**Supplied text**
Pursuant to Section 13 OR 15(d)
of the Securities Exchange Act of 1934
 
BREATHE ECIG CORP.
(Exact Name of Registrant as Specified in its Charter)
 
Nevada   333-178624   37-1640902
(STATE OR OTHER JURISDICTION OF INCORPORATION OR ORGANIZATION)   (COMMISSION FILE NO.)   (IRS EMPLOYEE IDENTIFICATION NO.)
 
387 Park Avenue South, 5th floor 
New York, NY 10016
(ADDRESS OF PRINCIPAL EXECUTIVE OFFICES)
 
(646) 952-8847
(REGISTRANT’S TELEPHONE NUMBER)  
 
   Date of Report (Date of earliest event reported):
May 6th, 2016 (Date of Execution of Rescission Agreement)
 
 
Check the appropriate box below if the Form 8-K filing is intended to simultaneously satisfy the filing obligation of the Registrant under any of the following provisions:
 
o Written communications pursuant to Rule 425 under the Securities Act (17 CFR 230.425)
 
o Soliciting material pursuant to Rule 14a-12 under the Exchange Act (17 CFR 240.14a -12)
 
o Pre-commencement communications pursuant to Rule 14d-2(b) under the Exchange Act (17 CFR 240.14d -2(b))
 
o Pre-commencement communications pursuant to Rule 13e-4(c) under the Exchange Act (17 CFR 240.13e -4(c))
 
 


 

 
 
ITEM 7.01     REGULATION FD DISCLOSURE.
 
Nakano is referred to herein as Shinsuke Nakano (Chief Executive Office of the Company)
 
On April 1, 2016, the Company acquired White Fox Ventures, Inc. ("White Fox") for approximately 85% equity interest (controlling interest) of the Company's equity.

**Information provided**
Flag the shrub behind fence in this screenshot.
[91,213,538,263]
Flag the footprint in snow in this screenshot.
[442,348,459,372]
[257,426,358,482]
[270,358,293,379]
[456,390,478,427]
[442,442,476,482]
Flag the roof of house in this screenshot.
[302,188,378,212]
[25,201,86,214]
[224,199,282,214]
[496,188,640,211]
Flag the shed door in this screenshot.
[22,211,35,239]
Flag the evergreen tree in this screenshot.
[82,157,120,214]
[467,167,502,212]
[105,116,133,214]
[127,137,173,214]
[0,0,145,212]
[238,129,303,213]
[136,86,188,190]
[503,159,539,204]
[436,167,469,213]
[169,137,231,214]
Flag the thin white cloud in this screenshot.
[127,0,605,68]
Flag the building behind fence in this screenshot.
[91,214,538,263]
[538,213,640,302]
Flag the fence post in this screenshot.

**Problem set**
(a) Reproduce the Form 8-K excerpt word for word, in full.
(b) Rewrite the records as a numbered list, leaving out blank lines. Begin at the first line of the records and stop after the line that contains "[22,211,35,239]".
The Form 8-K excerpt and the records have no connection to each other.

**Per-task outputs**
(a)
Pursuant to Section 13 OR 15(d)
of the Securities Exchange Act of 1934
 
BREATHE ECIG CORP.
(Exact Name of Registrant as Specified in its Charter)
 
Nevada   333-178624   37-1640902
(STATE OR OTHER JURISDICTION OF INCORPORATION OR ORGANIZATION)   (COMMISSION FILE NO.)   (IRS EMPLOYEE IDENTIFICATION NO.)
 
387 Park Avenue South, 5th floor 
New York, NY 10016
(ADDRESS OF PRINCIPAL EXECUTIVE OFFICES)
 
(646) 952-8847
(REGISTRANT’S TELEPHONE NUMBER)  
 
   Date of Report (Date of earliest event reported):
May 6th, 2016 (Date of Execution of Rescission Agreement)
 
 
Check the appropriate box below if the Form 8-K filing is intended to simultaneously satisfy the filing obligation of the Registrant under any of the following provisions:
 
o Written communications pursuant to Rule 425 under the Securities Act (17 CFR 230.425)
 
o Soliciting material pursuant to Rule 14a-12 under the Exchange Act (17 CFR 240.14a -12)
 
o Pre-commencement communications pursuant to Rule 14d-2(b) under the Exchange Act (17 CFR 240.14d -2(b))
 
o Pre-commencement communications pursuant to Rule 13e-4(c) under the Exchange Act (17 CFR 240.13e -4(c))
 
 


 

 
 
ITEM 7.01     REGULATION FD DISCLOSURE.
 
Nakano is referred to herein as Shinsuke Nakano (Chief Executive Office of the Company)
 
On April 1, 2016, the Company acquired White Fox Ventures, Inc. ("White Fox") for approximately 85% equity interest (controlling interest) of the Company's equity.

(b)
1. Flag the shrub behind fence in this screenshot.
2. [91,213,538,263]
3. Flag the footprint in snow in this screenshot.
4. [442,348,459,372]
5. [257,426,358,482]
6. [270,358,293,379]
7. [456,390,478,427]
8. [442,442,476,482]
9. Flag the roof of house in this screenshot.
10. [302,188,378,212]
11. [25,201,86,214]
12. [224,199,282,214]
13. [496,188,640,211]
14. Flag the shed door in this screenshot.
15. [22,211,35,239]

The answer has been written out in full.